_Aim_
Write out every one of the rows below without changing a single character.

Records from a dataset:
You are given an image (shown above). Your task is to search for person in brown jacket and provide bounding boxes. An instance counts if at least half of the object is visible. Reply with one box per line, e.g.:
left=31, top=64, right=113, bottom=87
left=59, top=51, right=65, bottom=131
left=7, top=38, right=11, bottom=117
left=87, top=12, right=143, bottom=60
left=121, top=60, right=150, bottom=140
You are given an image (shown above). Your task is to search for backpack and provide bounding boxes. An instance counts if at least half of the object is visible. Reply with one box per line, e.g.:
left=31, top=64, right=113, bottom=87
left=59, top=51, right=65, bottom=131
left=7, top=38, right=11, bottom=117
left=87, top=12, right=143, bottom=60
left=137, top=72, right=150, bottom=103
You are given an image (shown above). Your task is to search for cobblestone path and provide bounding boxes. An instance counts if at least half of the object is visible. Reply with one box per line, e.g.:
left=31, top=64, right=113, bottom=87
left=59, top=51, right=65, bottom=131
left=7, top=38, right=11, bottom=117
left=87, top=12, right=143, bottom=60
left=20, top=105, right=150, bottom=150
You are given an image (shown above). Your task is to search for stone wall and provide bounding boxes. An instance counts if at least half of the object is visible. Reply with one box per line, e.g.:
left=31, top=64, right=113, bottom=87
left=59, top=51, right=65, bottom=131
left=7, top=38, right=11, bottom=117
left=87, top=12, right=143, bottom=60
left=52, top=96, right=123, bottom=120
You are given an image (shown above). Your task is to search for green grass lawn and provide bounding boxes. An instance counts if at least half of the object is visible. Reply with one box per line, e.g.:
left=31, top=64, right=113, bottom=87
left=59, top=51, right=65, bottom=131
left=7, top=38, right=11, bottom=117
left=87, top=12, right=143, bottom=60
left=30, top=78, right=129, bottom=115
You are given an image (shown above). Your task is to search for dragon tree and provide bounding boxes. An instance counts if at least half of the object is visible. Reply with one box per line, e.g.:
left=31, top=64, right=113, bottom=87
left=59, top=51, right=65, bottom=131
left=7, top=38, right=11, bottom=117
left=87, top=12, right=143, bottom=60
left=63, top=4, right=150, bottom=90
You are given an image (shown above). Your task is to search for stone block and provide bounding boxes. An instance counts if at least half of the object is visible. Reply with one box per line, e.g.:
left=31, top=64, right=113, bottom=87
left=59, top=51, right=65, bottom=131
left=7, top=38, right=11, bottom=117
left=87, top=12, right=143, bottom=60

_Response to the exercise_
You are given an image (shown above). Your task is to search for person in brown jacket and provide bounding boxes. An instance counts if at least half of the object is visible. Reply with one box per line, e.g.:
left=31, top=64, right=113, bottom=87
left=59, top=51, right=65, bottom=131
left=7, top=38, right=11, bottom=117
left=87, top=12, right=143, bottom=60
left=121, top=60, right=150, bottom=140
You are given an image (shown above). Your task is to search for backpack and provide bounding boxes. An instance counts if at least half of the object is visible. Reply with one box per line, e.g.:
left=31, top=64, right=113, bottom=87
left=59, top=51, right=65, bottom=131
left=7, top=38, right=11, bottom=117
left=87, top=12, right=143, bottom=60
left=137, top=72, right=150, bottom=103
You are given an image (shown above). Your task is to search for cobblestone path and provide bounding boxes. An instance counts if at least half of the object is visible. Reply with one box per line, e.g.:
left=31, top=64, right=113, bottom=87
left=59, top=51, right=65, bottom=131
left=7, top=38, right=11, bottom=117
left=87, top=12, right=143, bottom=60
left=20, top=105, right=150, bottom=150
You are given an image (shown above). Your task is to search for stone wall and provide bounding boxes. An instance counts if at least half of the object is visible. Reply with one box per line, e.g.:
left=31, top=64, right=113, bottom=87
left=59, top=51, right=65, bottom=131
left=7, top=38, right=11, bottom=117
left=87, top=12, right=143, bottom=60
left=52, top=96, right=123, bottom=120
You are given an image (shown above). Your task is to search for green grass lawn and provide bounding boxes. An instance counts if at least half of the object is visible. Reply with one box per line, e.g.:
left=31, top=64, right=113, bottom=87
left=59, top=51, right=65, bottom=131
left=7, top=38, right=11, bottom=117
left=87, top=12, right=143, bottom=60
left=30, top=78, right=129, bottom=115
You are given an image (shown above). Your task is to search for dragon tree and provide bounding boxes. An instance counts if at least half of the object is visible. Reply with one box per line, e.g.:
left=31, top=64, right=113, bottom=87
left=59, top=51, right=65, bottom=131
left=7, top=38, right=11, bottom=117
left=87, top=12, right=143, bottom=60
left=63, top=4, right=150, bottom=90
You are given an image (shown above). Your task is to search for stone block and provide bounding boxes. An instance counts if at least half of the object is visible. Reply with one box per line, e.g.:
left=31, top=64, right=113, bottom=87
left=59, top=51, right=65, bottom=131
left=7, top=38, right=11, bottom=117
left=87, top=12, right=143, bottom=60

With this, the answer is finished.